Read on for UFC 150 main card results...
DENVER, August 11 - While the UFC 150 main event between Benson Henderson and Frankie Edgar raised more questions than it answered, there was closure in Saturday’s co-main event between Donald Cerrone and Melvin Guillard at Pepsi Center.
The most deafening, hair-raising ovation of the night was when Cerrone stood in the center of the Octagon and yelled, “What’s up Denver?”
As it so happens, it was a victory speech to the packed house at Pepsi Center, which had just witnessed 76 seconds of fireworks between close friends. 76 seconds that started with Guillard – probably the most explosive puncher in the entire 155-pound division, a fighter who boasted he could knock out heavyweight fighters and is probably right – dropped former teammate Cerrone with a sizzling left hook. A notoriously slow starter, Cerrone ate a few more punches and an elbow but managed to clear the cobwebs, just as he had valiantly recovered in earlier fights.
One of the most durable fighters in the game, Cerrone turned the tables with a beautiful left high kick to Guillard’s head that rocked the native Louisianan’s equilibrium. As Guillard (47-12-3, 1 NC) stumbled to stay afoot, Cerrone capitalized with a crisp right hand that put Guillard on the deck, curling up and making it clear that the fight was over.
Cerrone has now won 9 of his past 10 fights.
There is seldom any mystery in Jake Shields’ blueprint for victory: Take ‘em down, grind ‘em out or submit ‘em. In this sense, Shields, a takedown machine and world-class grappler, is one of the most prolific fighters in the sport. Sure, his suffocating style is not always fun to watch, but there is no denying how difficult Shields can be to stop.

Tasks to complete:
1: List every fighter named in the UFC 150 report, as the report gives their names.
2: Transcribe the UFC 150 report word for word, from "DENVER, August 11" up to and including "at Pepsi Center.".

Provided records:
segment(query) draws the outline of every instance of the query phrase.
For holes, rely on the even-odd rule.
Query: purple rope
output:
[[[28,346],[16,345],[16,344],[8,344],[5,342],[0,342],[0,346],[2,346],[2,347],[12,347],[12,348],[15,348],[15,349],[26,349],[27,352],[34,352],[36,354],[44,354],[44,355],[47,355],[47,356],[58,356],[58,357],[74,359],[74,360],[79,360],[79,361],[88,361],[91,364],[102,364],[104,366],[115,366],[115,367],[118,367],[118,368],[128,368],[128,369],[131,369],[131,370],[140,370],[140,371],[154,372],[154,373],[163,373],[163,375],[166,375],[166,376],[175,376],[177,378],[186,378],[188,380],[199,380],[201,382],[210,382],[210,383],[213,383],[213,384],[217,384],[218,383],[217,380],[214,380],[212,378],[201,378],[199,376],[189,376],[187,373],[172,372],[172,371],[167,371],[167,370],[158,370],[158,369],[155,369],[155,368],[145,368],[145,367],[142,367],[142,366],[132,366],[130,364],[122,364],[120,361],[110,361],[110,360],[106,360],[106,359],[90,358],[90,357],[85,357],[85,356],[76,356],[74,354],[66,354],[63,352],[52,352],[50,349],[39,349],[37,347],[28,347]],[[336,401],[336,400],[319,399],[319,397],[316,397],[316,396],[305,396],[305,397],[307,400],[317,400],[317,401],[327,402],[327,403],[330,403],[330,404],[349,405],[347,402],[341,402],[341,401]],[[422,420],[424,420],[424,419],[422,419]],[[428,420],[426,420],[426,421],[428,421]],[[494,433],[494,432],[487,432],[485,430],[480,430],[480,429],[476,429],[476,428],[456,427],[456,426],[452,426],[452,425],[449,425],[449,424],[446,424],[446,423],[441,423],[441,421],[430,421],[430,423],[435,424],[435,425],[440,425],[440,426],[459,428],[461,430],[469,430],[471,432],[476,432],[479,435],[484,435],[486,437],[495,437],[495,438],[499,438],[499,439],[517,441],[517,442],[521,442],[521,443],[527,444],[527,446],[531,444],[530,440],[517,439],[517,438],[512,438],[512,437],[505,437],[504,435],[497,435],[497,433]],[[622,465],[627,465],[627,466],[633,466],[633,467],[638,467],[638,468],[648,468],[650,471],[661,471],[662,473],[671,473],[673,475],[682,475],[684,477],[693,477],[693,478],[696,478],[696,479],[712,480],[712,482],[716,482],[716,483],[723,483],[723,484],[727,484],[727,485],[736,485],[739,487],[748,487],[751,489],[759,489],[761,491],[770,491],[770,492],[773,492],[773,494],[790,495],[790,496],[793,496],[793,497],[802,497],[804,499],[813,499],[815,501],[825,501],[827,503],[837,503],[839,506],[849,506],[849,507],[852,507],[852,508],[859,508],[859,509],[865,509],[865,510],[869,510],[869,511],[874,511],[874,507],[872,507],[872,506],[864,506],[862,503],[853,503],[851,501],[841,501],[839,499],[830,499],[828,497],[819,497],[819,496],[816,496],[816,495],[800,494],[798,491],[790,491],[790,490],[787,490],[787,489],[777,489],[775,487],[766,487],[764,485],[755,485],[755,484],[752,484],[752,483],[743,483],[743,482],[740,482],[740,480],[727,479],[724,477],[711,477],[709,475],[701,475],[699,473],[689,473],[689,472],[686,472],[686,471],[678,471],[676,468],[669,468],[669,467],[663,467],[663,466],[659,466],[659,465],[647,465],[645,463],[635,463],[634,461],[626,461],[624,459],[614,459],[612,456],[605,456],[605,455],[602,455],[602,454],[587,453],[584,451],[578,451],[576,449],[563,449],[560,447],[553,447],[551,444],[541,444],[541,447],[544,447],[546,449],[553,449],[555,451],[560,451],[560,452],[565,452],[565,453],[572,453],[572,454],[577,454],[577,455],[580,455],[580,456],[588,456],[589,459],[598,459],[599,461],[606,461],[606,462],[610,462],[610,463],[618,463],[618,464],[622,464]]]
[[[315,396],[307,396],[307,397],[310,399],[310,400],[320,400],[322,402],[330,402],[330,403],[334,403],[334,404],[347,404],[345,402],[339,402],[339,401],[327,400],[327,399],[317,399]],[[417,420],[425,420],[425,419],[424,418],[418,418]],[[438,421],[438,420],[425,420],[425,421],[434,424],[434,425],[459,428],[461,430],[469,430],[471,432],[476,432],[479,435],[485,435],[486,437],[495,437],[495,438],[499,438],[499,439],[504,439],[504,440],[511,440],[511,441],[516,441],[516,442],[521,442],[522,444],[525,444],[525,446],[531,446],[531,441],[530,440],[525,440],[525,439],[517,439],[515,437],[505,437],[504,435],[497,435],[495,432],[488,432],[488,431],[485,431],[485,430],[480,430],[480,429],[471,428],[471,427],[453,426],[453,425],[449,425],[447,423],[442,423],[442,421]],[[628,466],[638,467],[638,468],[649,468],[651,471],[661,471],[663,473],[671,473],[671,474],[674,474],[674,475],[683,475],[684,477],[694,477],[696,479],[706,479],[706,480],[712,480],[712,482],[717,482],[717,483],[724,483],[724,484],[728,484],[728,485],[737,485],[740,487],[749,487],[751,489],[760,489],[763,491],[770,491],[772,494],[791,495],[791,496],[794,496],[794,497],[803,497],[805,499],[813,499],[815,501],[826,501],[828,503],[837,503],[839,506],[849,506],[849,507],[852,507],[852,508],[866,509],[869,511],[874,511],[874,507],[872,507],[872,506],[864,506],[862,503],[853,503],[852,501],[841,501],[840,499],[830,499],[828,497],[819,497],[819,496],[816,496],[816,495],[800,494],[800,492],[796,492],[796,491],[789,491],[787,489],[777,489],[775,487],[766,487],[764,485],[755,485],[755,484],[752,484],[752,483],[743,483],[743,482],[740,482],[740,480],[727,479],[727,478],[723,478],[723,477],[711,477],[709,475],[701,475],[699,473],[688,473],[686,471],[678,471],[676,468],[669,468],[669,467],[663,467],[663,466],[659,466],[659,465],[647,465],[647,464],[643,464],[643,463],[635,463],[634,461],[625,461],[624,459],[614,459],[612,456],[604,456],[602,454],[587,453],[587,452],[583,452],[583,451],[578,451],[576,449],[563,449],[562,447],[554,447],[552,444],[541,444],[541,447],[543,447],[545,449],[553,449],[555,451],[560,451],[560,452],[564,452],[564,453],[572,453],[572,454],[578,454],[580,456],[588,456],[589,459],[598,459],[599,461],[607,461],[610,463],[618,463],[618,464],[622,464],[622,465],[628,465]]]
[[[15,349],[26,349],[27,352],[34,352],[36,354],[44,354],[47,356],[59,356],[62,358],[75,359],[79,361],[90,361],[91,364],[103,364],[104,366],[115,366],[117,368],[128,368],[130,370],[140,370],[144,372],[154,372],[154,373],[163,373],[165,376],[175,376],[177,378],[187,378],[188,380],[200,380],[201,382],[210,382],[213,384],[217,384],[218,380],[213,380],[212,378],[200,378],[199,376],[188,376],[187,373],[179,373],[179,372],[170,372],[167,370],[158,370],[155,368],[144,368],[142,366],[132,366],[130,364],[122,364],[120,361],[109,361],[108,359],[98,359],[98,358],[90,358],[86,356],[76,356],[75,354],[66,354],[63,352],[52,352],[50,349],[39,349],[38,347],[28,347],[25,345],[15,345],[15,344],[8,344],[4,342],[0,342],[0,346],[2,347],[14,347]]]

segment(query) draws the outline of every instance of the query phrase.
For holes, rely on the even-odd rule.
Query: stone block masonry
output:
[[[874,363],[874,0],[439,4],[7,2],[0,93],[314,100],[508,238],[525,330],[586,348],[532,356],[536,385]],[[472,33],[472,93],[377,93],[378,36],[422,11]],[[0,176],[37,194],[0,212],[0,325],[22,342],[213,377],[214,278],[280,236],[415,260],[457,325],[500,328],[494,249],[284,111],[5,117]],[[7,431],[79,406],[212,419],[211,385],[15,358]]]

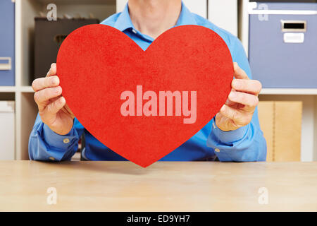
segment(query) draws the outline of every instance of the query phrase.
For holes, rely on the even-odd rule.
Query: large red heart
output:
[[[212,119],[231,90],[233,65],[225,42],[204,27],[173,28],[143,51],[113,28],[90,25],[63,41],[57,74],[63,95],[86,129],[118,154],[145,167]],[[162,92],[168,90],[175,95],[172,102],[163,98],[168,93]]]

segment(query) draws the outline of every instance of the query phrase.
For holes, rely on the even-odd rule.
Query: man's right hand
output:
[[[34,99],[39,107],[42,121],[59,135],[68,133],[73,124],[74,114],[66,105],[56,76],[56,64],[52,64],[46,78],[35,79],[32,83]]]

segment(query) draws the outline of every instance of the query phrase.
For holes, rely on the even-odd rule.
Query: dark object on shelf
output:
[[[254,10],[249,26],[253,78],[266,88],[317,88],[317,4],[258,3]]]
[[[15,4],[0,1],[0,85],[15,85]]]
[[[56,61],[58,49],[67,35],[84,25],[99,23],[98,19],[90,18],[58,18],[56,21],[49,21],[46,18],[35,18],[35,79],[45,77],[51,64]]]

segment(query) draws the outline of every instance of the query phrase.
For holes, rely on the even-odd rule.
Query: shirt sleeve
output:
[[[234,62],[238,63],[251,78],[251,70],[241,42],[237,39],[231,54]],[[223,131],[217,127],[215,118],[207,139],[207,146],[213,149],[220,161],[250,162],[266,160],[266,141],[259,122],[257,107],[251,122],[231,131]]]
[[[83,131],[82,126],[75,119],[70,131],[66,135],[59,135],[44,124],[37,115],[30,135],[30,159],[42,161],[70,160],[78,148],[78,141]]]

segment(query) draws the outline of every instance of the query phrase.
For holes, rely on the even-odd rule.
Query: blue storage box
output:
[[[0,85],[15,85],[15,4],[0,1]]]
[[[250,4],[254,79],[267,88],[317,88],[317,3]]]

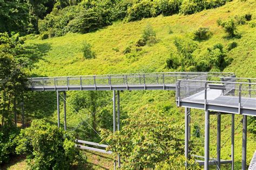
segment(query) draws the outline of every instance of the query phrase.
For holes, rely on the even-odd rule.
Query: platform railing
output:
[[[186,101],[204,103],[205,105],[234,105],[239,111],[242,108],[256,108],[256,83],[180,80],[178,81],[177,90],[178,103]]]

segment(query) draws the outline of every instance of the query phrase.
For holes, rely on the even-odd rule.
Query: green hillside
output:
[[[199,27],[203,27],[209,28],[211,33],[207,40],[193,41],[198,46],[193,52],[197,60],[200,60],[200,58],[207,48],[212,48],[217,43],[223,44],[226,48],[229,44],[234,41],[237,42],[237,47],[227,52],[227,56],[233,59],[233,60],[224,71],[234,72],[238,77],[256,78],[256,27],[251,27],[248,24],[238,25],[238,31],[241,37],[232,39],[227,37],[227,34],[224,29],[221,26],[218,26],[217,23],[219,18],[225,20],[229,17],[248,13],[252,14],[252,20],[255,22],[256,2],[255,0],[241,1],[234,1],[218,8],[205,10],[191,15],[174,15],[168,17],[159,16],[156,18],[143,19],[140,21],[127,23],[118,22],[111,26],[86,34],[68,33],[63,37],[43,40],[39,40],[39,38],[27,40],[26,44],[36,44],[45,55],[44,60],[37,63],[37,68],[32,70],[31,73],[35,76],[60,76],[175,71],[176,69],[166,67],[166,60],[170,58],[171,54],[177,53],[173,43],[174,39],[177,37],[191,39],[190,37],[191,32]],[[141,38],[143,30],[149,24],[156,31],[158,42],[152,46],[146,45],[136,49],[134,44]],[[170,30],[173,32],[172,33],[170,33]],[[83,56],[82,48],[85,40],[91,45],[92,51],[96,53],[95,59],[88,60]],[[131,54],[124,54],[124,51],[129,46],[132,48]],[[105,114],[104,114],[105,112],[103,111],[103,109],[99,109],[98,111],[98,123],[100,126],[106,124],[106,122],[103,122],[102,119],[105,119],[110,125],[112,121],[111,92],[102,93],[103,99],[100,100],[104,100],[107,104],[104,108],[106,110]],[[70,105],[68,105],[67,118],[70,129],[76,127],[84,117],[90,115],[84,108],[78,109],[79,107],[76,107],[76,105],[77,98],[82,98],[87,95],[87,92],[68,93],[68,102]],[[49,120],[57,122],[57,108],[55,104],[56,94],[50,93],[43,95],[38,93],[33,93],[33,96],[35,100],[34,103],[38,103],[38,107],[39,108],[35,109],[36,112],[40,114],[43,117],[46,117],[44,116],[45,114],[44,115],[47,115]],[[139,113],[143,112],[142,110],[144,109],[150,112],[164,112],[167,115],[166,118],[170,119],[170,124],[183,123],[184,109],[177,108],[173,91],[124,91],[121,93],[120,97],[122,119],[134,113],[139,116]],[[51,103],[49,103],[49,101]],[[29,108],[29,104],[27,105]],[[75,107],[77,111],[77,109],[79,111],[77,112],[75,111],[73,107]],[[35,115],[34,114],[33,116],[39,117]],[[212,116],[211,117],[212,123],[211,126],[210,157],[215,155],[216,153],[215,117]],[[62,118],[62,120],[63,118]],[[236,116],[235,127],[240,124],[241,118],[241,116]],[[192,109],[192,130],[193,124],[198,124],[203,133],[203,112]],[[231,141],[228,137],[231,134],[231,120],[230,115],[224,115],[222,117],[222,144],[224,144],[227,140],[221,150],[222,159],[230,159]],[[108,126],[104,128],[111,129],[109,124]],[[85,130],[80,130],[82,132],[83,130],[86,131],[89,129],[87,127],[85,128]],[[79,134],[83,133],[81,131]],[[86,132],[84,132],[84,136],[80,136],[79,137],[81,139],[87,139],[89,134]],[[98,141],[97,134],[95,133],[95,135],[96,137],[91,137],[91,139]],[[197,154],[203,155],[203,137],[193,140],[197,145],[194,148],[194,151]],[[240,125],[235,131],[235,169],[240,168],[241,166],[241,141],[242,129]],[[255,134],[249,132],[247,139],[247,164],[249,164],[252,154],[256,150],[255,142]],[[89,160],[94,158],[93,154],[87,153],[87,155]],[[104,157],[101,159],[106,159],[105,161],[108,162],[111,161],[109,159]],[[103,165],[100,165],[102,167],[108,165],[106,167],[112,168],[109,165],[111,165],[111,163],[103,164]],[[96,168],[99,167],[95,166]]]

Results for the exercise:
1:
Benson Henderson
Frankie Edgar
Donald Cerrone
Melvin Guillard
Jake Shields

2:
DENVER, August 11 - While the UFC 150 main event between Benson Henderson and Frankie Edgar raised more questions than it answered, there was closure in Saturday’s co-main event between Donald Cerrone and Melvin Guillard at Pepsi Center.